# Faça o seguinte
1. No texto sobre a lei do detetive particular, transforme em lista o parágrafo que começa com "A atuação do detetive é restrita territorialmente" e mantenha seus fatos principais.
2. Prossiga com o texto sobre a lei do detetive particular a partir da última frase apresentada.

Entrou em vigor a Lei 13.432/17, com o propósito de disciplinar a atividade do detetive particular. Definiu sua natureza como não criminal (art. 2º), exigiu contrato escrito com estipulação de honorários e prazo (arts. 7º e 8º) e confecção de relatório do serviço (art. 9º), e estabeleceu vedações (art. 10), deveres (art. 11) e direitos (art. 12). Além disso, possibilitou a colaboração do detetive profissional com a investigação policial mediante autorização do contratante e aceite do delegado de polícia (art. 5º). A Lei não instituiu carteira de identidade profissional (como desejava a versão inicial do Projeto de Lei) nem concedeu porte de arma de fogo ao detetive. A regulamentação é complementada pela Lei 3.099/57 e pelo Decreto 50.532/61, que não foram revogados expressa ou tacitamente pela Lei 13.432/17.

O detetive particular pode atuar “por conta própria ou na forma de sociedade civil ou empresarial” (art. 2º). Caso opte por constituir sociedade, deve estar registrada na Junta Comercial do estado respectivo (art. 1º da Lei 3.099/57), bem como na delegacia de polícia do local de atuação (art. 1º do Decreto 50.532/61).

A atuação do detetive é restrita territorialmente. Não altera essa constatação o fato de ser direito do detetive (art. 12, I) exercer a profissão “em todo o território nacional”, pois isso deve ser feito “na forma desta Lei”, ou seja, observando a exigência de estipulação contratual do “local em que será prestado o serviço” (art. 8º, V).

A legislação não criou a figura de investigador privado, eis que a atuação do detetive particular deve ser extrapenal. Sua função é de coleta de informações de natureza não criminal, limitando-se ao “esclarecimento de assuntos de interesse privado do contratante” (art. 2º), que constituem, ao menos em princípio, irrelevantes penais (tais como infidelidade conjugal e desaparecimento de pessoas ou animais).

# Registros fornecidos
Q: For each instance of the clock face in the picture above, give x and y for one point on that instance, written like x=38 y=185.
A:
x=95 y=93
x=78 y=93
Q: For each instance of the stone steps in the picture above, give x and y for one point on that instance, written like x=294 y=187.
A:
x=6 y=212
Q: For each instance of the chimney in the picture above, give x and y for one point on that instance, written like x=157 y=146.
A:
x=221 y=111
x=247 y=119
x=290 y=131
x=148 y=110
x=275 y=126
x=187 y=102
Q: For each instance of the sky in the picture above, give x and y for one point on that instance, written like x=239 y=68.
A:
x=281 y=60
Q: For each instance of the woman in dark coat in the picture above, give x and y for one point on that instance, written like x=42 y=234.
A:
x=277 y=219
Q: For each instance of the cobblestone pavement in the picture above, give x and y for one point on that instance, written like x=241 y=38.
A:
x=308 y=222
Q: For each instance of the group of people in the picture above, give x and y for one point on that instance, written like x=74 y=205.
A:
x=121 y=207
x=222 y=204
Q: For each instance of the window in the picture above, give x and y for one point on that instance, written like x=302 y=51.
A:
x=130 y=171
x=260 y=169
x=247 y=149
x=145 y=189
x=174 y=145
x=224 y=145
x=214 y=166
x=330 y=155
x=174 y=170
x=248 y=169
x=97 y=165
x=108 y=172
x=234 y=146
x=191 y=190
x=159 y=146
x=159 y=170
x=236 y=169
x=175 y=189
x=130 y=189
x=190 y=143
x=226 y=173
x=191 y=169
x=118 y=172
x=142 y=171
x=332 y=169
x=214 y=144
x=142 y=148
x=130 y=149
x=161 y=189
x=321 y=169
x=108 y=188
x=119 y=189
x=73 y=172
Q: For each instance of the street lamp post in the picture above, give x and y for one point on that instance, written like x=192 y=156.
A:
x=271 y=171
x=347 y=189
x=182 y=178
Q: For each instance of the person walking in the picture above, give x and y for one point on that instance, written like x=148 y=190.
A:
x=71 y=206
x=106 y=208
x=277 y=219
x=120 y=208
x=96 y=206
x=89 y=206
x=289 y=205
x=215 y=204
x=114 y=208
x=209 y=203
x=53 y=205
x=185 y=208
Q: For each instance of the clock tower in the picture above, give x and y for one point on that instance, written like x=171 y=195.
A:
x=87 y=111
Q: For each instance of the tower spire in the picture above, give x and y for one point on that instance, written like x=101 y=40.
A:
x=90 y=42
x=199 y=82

# Respostas
1.
- A atuação do detetive particular tem limite territorial.
- O direito de exercer a profissão "em todo o território nacional" (art. 12, I) não altera esse limite, pois deve ser exercido "na forma desta Lei".
- Exercer a profissão "na forma desta Lei" exige estipular no contrato o "local em que será prestado o serviço" (art. 8º, V).

2.
Sua atividade é movida pelo lucro (art. 8º, VI) e não pelo interesse público. Por isso foi vetado o dispositivo (art. 12, V) que o definia como “profissional colaborador da Justiça e dos órgãos de polícia judiciária”, justamente para evitar “confusão entre atividade pública e privada, com prejuízos a ambas e ao interesse público”.

Com efeito, a investigação criminal continua sendo atividade essencial e exclusiva de Estado, em homenagem ao princípio da oficialidade, o que significa dizer que as funções de apuração de infrações penais e de polícia judiciária são exercidas pela Polícia Judiciária, com a presidência do procedimento policial nas mãos do delegado de polícia (art. 144 da CF e art. 2º, §1º da Lei 12.830/13). Eventual contrato que ajustar a investigação criminal como objeto é nulo em razão da expressa vedação legal (art. 2º).

E nem mesmo a reunião de dados de interesse privado é exclusiva do detetive profissional, conforme consignam os vetos aos arts. 1º e 3º, podendo perfeitamente ser exercida, por exemplo, por um advogado.

A Lei não empregou os termos investigação ou apuração, preferindo coleta de dados e informações (arts. 2º, 9º e 10, III e V), deixando claro que não se confunde com a investigação criminal ou tampouco com a atividade de inteligência.

Diferencia-se da investigação criminal pois o detetive profissional não possui poder de polícia (não pode condicionar a liberdade e a propriedade dos indivíduos mediante ações preventivas e repressivas). A coleta particular de dados é desprovida dos atributos da discricionariedade, autoexecutoriedade e coercibilidade, inexistindo supremacia do seu agir em relação ao particular, ao contrário da atuação do membro da Polícia Judiciária (art. 144 da CF, art. 2º, §2º da Lei 12.830/13 e art. 6º do CPP).

Também se distingue da atividade de inteligência, executada para obtenção de dados negados de difícil acesso e/ou para neutralizar ações adversas marcadas por dificuldades e/ou riscos iminentes. A compilação privada de elementos de convicção não abrange o emprego de pessoal, material e técnicas especializadas (Portaria 2/16 do Ministério da Justiça, que aprovou a Doutrina Nacional de Inteligência de Segurança Pública).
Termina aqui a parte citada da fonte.